[Exercise goal]: Please filter the data below down to the lines holding the string "window".

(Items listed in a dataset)
*-*-*
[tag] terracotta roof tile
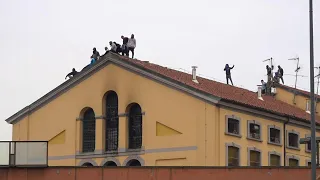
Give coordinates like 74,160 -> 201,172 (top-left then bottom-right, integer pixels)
119,55 -> 320,123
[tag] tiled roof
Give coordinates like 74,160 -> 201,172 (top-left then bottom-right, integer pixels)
118,55 -> 320,123
277,84 -> 320,99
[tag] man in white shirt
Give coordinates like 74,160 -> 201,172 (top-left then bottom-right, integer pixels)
127,34 -> 136,58
109,41 -> 117,53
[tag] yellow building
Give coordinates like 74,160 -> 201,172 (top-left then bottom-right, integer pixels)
5,53 -> 320,167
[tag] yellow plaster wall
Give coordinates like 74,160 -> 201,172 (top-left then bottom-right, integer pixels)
219,108 -> 284,166
12,63 -> 214,166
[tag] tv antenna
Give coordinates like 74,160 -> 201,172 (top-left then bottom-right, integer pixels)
263,57 -> 274,72
288,57 -> 300,104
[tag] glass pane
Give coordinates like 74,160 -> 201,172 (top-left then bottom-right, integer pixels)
270,154 -> 280,166
228,146 -> 239,166
250,150 -> 260,166
0,142 -> 9,166
289,159 -> 298,167
15,142 -> 47,166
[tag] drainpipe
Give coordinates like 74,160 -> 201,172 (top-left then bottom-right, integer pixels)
283,118 -> 289,166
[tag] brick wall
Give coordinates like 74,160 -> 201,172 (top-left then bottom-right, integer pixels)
0,167 -> 318,180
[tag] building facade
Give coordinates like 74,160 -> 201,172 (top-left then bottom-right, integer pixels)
5,53 -> 320,166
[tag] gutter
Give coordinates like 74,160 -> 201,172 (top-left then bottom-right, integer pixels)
283,117 -> 289,166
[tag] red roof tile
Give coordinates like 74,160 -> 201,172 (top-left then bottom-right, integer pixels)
119,55 -> 320,123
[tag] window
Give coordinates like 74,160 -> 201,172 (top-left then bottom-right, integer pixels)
227,117 -> 240,135
248,148 -> 261,166
128,103 -> 143,149
268,126 -> 281,145
305,135 -> 311,152
269,152 -> 281,166
82,108 -> 96,153
287,131 -> 299,149
247,121 -> 261,140
306,99 -> 311,112
105,91 -> 119,152
307,161 -> 311,167
226,144 -> 240,166
288,157 -> 299,167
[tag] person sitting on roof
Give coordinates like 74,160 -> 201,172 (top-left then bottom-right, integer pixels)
65,68 -> 78,80
224,64 -> 234,85
109,41 -> 117,53
102,47 -> 109,56
91,47 -> 100,61
261,80 -> 267,94
273,72 -> 280,83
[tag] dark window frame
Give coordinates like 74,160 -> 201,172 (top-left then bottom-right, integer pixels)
105,91 -> 119,152
128,103 -> 143,150
82,108 -> 96,153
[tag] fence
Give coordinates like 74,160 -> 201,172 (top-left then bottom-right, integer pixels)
0,141 -> 48,167
0,167 -> 319,180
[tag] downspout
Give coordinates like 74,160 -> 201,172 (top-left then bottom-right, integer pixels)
283,117 -> 289,166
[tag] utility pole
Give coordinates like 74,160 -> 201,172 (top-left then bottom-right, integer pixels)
314,66 -> 320,110
288,57 -> 301,104
308,0 -> 316,179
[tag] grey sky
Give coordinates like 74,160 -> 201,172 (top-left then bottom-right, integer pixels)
0,0 -> 319,141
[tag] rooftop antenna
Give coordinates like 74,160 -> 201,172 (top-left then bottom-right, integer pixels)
263,57 -> 274,72
288,57 -> 300,104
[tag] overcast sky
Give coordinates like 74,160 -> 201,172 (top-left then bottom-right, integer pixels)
0,0 -> 319,141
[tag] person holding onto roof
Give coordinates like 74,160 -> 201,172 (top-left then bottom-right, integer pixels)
65,68 -> 78,80
261,79 -> 267,94
224,64 -> 234,85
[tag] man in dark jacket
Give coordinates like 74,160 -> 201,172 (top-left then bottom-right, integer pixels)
121,35 -> 129,56
266,65 -> 273,83
65,68 -> 78,80
277,65 -> 284,84
224,64 -> 234,85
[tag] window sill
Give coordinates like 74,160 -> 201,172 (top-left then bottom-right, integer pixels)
306,150 -> 311,153
247,137 -> 263,142
225,132 -> 242,138
287,146 -> 300,151
268,141 -> 282,147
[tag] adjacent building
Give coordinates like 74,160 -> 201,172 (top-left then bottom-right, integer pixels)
5,53 -> 320,166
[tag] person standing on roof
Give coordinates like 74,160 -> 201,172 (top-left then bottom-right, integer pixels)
261,80 -> 267,94
277,65 -> 284,84
266,65 -> 273,82
224,64 -> 234,85
91,47 -> 100,62
121,35 -> 129,56
127,34 -> 136,58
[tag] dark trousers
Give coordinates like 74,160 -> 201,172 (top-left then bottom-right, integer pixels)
279,75 -> 284,84
226,75 -> 233,85
122,44 -> 129,56
128,47 -> 135,58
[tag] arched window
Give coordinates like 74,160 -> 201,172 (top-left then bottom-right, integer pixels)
126,159 -> 141,166
103,161 -> 117,166
105,91 -> 119,151
82,162 -> 94,167
82,108 -> 96,153
128,103 -> 142,149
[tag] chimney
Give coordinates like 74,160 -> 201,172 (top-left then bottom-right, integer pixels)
258,86 -> 264,101
192,66 -> 199,83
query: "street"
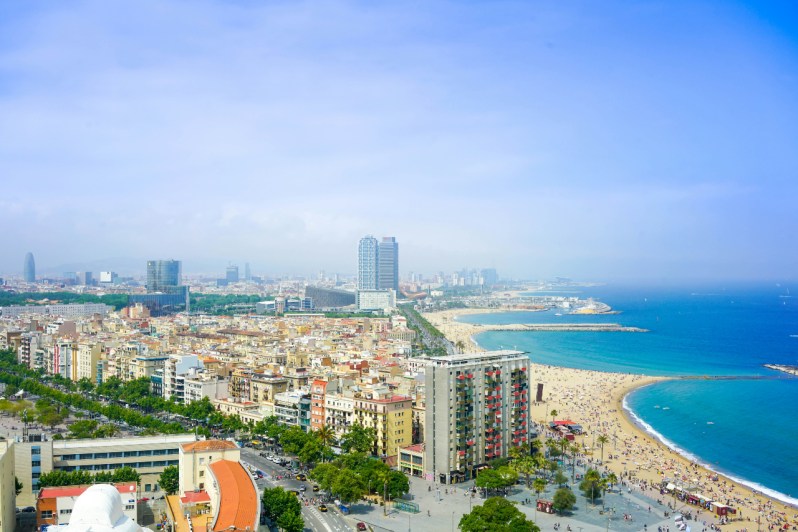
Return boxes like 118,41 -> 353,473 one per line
241,447 -> 356,532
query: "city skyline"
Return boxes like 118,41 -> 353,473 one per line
2,2 -> 798,282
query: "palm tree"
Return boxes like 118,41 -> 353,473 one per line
550,409 -> 558,422
604,472 -> 618,493
533,477 -> 547,521
569,442 -> 581,482
530,438 -> 542,456
596,434 -> 610,463
583,469 -> 602,506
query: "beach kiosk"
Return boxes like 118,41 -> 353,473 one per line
710,502 -> 736,516
537,500 -> 555,514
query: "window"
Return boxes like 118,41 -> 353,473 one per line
61,454 -> 76,460
145,484 -> 152,492
125,505 -> 134,511
41,510 -> 53,519
60,509 -> 73,515
31,447 -> 41,456
110,452 -> 123,458
199,470 -> 205,477
199,458 -> 205,465
94,453 -> 108,459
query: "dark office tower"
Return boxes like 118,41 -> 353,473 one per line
378,237 -> 399,292
358,235 -> 379,290
244,262 -> 251,281
23,252 -> 36,282
146,260 -> 182,291
226,265 -> 239,283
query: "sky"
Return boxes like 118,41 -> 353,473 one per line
2,0 -> 797,282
*-*-*
[Response]:
[tag] window
[tag] dark window frame
[tag] window sill
[tag] arched window
query: "window"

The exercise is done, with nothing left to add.